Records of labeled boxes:

__________

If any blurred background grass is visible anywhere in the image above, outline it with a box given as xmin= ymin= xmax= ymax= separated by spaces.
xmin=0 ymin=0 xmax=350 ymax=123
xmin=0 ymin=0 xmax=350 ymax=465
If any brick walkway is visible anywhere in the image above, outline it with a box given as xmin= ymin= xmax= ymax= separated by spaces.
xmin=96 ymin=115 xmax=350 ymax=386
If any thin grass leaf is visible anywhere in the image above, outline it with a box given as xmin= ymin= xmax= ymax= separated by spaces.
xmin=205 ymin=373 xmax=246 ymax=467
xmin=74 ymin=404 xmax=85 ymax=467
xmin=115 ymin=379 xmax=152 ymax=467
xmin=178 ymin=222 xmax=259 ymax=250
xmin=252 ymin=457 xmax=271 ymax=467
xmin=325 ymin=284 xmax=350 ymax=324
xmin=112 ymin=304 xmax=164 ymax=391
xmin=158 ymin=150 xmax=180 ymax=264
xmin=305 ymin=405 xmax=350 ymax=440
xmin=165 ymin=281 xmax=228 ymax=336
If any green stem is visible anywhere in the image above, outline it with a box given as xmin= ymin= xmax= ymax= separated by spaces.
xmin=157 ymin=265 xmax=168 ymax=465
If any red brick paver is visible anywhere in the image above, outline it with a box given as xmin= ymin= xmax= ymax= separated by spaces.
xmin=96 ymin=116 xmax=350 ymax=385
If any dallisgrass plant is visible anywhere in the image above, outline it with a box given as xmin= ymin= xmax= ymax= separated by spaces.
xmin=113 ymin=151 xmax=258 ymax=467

__________

◆ **WHAT IS ASKED**:
Reproduce all of the data above verbatim, line for line.

◆ **SOLUTION**:
If any blurred background grass is visible anywhere in the image above, outline it with a box given as xmin= ymin= xmax= ymax= separated by spaces.
xmin=0 ymin=0 xmax=350 ymax=123
xmin=0 ymin=0 xmax=350 ymax=465
If any brick walkway is visible anywhere in the image above, outline it with a box given as xmin= ymin= xmax= ymax= separated by spaces.
xmin=96 ymin=115 xmax=350 ymax=386
If any thin grass leaf is visible anywhere in the image above, outline it with a box given as xmin= ymin= xmax= ymax= separated by spaces.
xmin=205 ymin=373 xmax=246 ymax=467
xmin=74 ymin=404 xmax=85 ymax=467
xmin=115 ymin=379 xmax=152 ymax=467
xmin=178 ymin=222 xmax=259 ymax=250
xmin=252 ymin=457 xmax=271 ymax=467
xmin=325 ymin=284 xmax=350 ymax=324
xmin=112 ymin=304 xmax=164 ymax=391
xmin=158 ymin=150 xmax=180 ymax=264
xmin=305 ymin=405 xmax=350 ymax=440
xmin=165 ymin=281 xmax=228 ymax=336
If any green stem is visible anywhere in the image above, outline it with a box given as xmin= ymin= xmax= ymax= separated by spaces.
xmin=157 ymin=265 xmax=168 ymax=465
If any red brick paver is visible anywhere in the image above, outline it with a box given as xmin= ymin= xmax= ymax= separated by spaces.
xmin=96 ymin=116 xmax=350 ymax=385
If any dallisgrass plant is visible anywhere in the image above, outline it with a box given as xmin= ymin= xmax= ymax= separated by spaces.
xmin=113 ymin=151 xmax=258 ymax=467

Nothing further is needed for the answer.